• Stated problem
Reproduce the passage of the Kildare Abbey catalog entry below from "View of Kildare" to "KD022-029020-. Accessed 23.4.2018.", word for word.

[Start of Source excerpt]

Kildare Abbey

Artist(s) : Luttrell Wynne (Draughtsman)

View of Kildare round tower and St Brigid’s Cathedral. To the left, the round tower with battlemented top, several windows and an elevated doorway surmounted by the remnants of a gable. Suggestion of buildings behind it. In the centre and to the right, the cathedral in a ruinous state, showing six-bay nave, transept and battlemented square tower. In the foreground, several tombstones. Roadway, trees and bushes.

Brian Lalor, The Irish Round Tower (Cork: The Collins Press, 1999).
Archaeological Survey of Ireland, at, record no. KD022-029020-. Accessed 23.4.2018.
National Inventory of Architectural Heritage, at, reg. no. 11817007. Accessed 24.4.2018.

Image Details

Genre Landscape
Technique Wash drawings
Subject(s) Antiquities and archaeological sites, Architecture
Geographical Location
  • Kildare - Town or city
  • Kildare - County
  • Leinster - Province
  • St Brigid's Cathedral, Kildare - Named locality
Keywords(s) Buildings, Churches, Dance, Doors & Doorways, Round towers, Ruins, Tombs & sepulchral monuments, Towers, Trees
Colour Coloured
Dimensions 31.5 cm x 21.5 cm
Published / created 1774

Bibliographical Details

Travel Account Journal and sketchbook, Ireland (1774)
Print or manuscript Manuscript
Location of image in copy PD/435 [image 5]
Source copy Formerly in Cornwall Record Office. PD/470-473, PD/435
Rights Now in private collection. No reproduction authorized.

[End of Source excerpt]
[Start of Given information]

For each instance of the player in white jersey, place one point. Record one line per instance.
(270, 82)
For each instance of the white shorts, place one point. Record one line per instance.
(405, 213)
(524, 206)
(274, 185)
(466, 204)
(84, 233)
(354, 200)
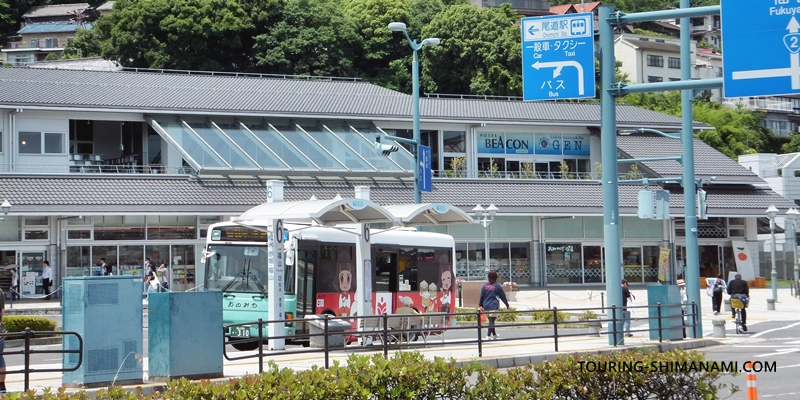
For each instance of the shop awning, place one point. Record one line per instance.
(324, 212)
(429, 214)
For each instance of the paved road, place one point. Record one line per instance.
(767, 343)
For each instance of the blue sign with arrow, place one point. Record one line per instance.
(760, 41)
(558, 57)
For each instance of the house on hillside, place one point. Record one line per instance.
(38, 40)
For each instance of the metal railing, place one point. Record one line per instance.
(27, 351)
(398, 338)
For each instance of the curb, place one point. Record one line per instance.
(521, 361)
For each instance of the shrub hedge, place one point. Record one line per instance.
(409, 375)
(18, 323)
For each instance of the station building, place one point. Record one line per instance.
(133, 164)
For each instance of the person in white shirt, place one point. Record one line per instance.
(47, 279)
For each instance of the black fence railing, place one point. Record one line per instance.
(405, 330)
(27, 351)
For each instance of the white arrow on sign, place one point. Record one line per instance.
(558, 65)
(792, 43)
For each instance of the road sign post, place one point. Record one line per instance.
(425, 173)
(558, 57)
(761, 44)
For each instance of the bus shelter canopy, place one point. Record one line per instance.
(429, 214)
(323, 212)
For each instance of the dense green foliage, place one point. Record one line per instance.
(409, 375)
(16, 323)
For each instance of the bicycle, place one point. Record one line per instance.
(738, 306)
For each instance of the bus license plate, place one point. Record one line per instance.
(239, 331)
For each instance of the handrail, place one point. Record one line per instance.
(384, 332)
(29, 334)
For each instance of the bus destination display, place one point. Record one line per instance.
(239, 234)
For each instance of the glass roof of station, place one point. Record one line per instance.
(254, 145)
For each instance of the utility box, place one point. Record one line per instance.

[End of Given information]

• Answer to this problem
View of Kildare round tower and St Brigid’s Cathedral. To the left, the round tower with battlemented top, several windows and an elevated doorway surmounted by the remnants of a gable. Suggestion of buildings behind it. In the centre and to the right, the cathedral in a ruinous state, showing six-bay nave, transept and battlemented square tower. In the foreground, several tombstones. Roadway, trees and bushes.

Brian Lalor, The Irish Round Tower (Cork: The Collins Press, 1999).
Archaeological Survey of Ireland, at, record no. KD022-029020-. Accessed 23.4.2018.